WHAT YOU HAVE TO DO. Can you reproduce, word for word, only the lines starting at the one containing "pixel 214 195." and ending at the one containing "pixel 63 310", with both of those lines included?

-- BEGIN --

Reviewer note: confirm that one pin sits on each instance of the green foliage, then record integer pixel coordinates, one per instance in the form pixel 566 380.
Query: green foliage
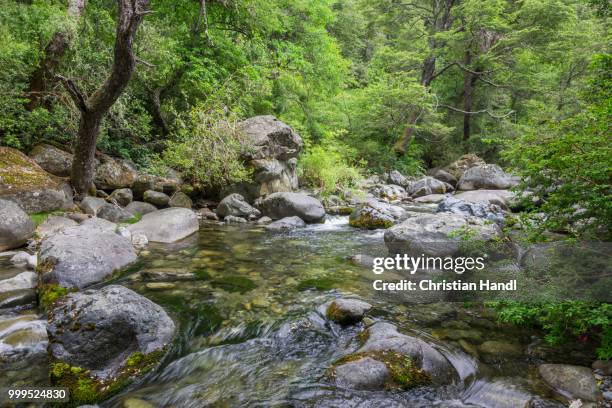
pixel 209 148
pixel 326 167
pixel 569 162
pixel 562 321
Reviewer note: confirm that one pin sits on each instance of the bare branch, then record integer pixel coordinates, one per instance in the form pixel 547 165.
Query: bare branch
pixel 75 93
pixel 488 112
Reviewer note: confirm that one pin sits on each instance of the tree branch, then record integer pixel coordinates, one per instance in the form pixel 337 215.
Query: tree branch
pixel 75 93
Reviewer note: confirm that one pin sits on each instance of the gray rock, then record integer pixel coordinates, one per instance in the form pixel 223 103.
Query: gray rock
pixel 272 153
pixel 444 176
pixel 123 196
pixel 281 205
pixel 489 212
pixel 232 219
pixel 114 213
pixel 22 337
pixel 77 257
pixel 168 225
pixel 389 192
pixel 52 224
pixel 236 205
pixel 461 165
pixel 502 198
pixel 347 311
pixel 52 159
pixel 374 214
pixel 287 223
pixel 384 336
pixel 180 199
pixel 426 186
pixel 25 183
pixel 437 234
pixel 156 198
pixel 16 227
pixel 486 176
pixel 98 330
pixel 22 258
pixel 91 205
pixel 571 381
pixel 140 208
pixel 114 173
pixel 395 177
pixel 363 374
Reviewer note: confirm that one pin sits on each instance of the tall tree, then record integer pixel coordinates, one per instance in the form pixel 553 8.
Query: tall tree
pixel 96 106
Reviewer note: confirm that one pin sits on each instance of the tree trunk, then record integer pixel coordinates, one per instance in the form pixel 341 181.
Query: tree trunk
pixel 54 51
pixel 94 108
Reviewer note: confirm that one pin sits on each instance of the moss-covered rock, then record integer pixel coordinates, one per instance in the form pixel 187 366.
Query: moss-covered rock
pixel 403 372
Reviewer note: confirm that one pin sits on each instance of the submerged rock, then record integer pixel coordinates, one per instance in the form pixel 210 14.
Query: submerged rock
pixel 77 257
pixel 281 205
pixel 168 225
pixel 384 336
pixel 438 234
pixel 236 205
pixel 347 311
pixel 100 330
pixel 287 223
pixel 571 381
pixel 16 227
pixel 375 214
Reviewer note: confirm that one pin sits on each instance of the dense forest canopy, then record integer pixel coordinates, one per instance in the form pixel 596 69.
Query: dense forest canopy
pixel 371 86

-- END --
-- BEGIN --

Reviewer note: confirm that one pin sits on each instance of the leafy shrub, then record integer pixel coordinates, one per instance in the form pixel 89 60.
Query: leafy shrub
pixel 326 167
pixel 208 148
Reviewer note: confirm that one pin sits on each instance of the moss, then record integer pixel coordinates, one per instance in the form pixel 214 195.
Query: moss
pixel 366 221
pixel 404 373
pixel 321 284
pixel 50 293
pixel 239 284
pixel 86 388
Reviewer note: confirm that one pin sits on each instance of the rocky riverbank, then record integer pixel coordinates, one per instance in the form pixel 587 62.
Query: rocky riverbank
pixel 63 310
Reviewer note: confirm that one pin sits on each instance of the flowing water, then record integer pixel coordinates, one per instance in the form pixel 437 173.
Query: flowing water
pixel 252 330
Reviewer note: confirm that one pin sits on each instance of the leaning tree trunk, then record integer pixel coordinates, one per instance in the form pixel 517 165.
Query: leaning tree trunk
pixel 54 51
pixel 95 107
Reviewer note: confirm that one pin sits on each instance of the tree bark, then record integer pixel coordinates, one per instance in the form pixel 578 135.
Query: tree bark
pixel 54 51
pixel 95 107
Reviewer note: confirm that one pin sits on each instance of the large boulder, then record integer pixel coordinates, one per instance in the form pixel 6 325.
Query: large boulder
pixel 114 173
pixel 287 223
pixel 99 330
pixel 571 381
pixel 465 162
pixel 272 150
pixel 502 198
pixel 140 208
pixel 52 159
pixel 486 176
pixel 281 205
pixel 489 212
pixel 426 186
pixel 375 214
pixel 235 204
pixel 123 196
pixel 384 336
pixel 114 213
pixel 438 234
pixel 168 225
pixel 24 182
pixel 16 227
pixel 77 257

-- END --

TASK ANSWER.
Reviewer note: confirm that one pin sits on each instance of the moss, then record integer pixel coordinates, one per instance in the form pixel 214 195.
Query: moss
pixel 366 221
pixel 404 373
pixel 321 284
pixel 50 293
pixel 239 284
pixel 86 388
Reviewer note: confirm that one pin sits on each instance of the rocky riverbank, then record integer pixel coordinates, one per instance in the form pixel 587 62.
Query: rocky riverbank
pixel 63 310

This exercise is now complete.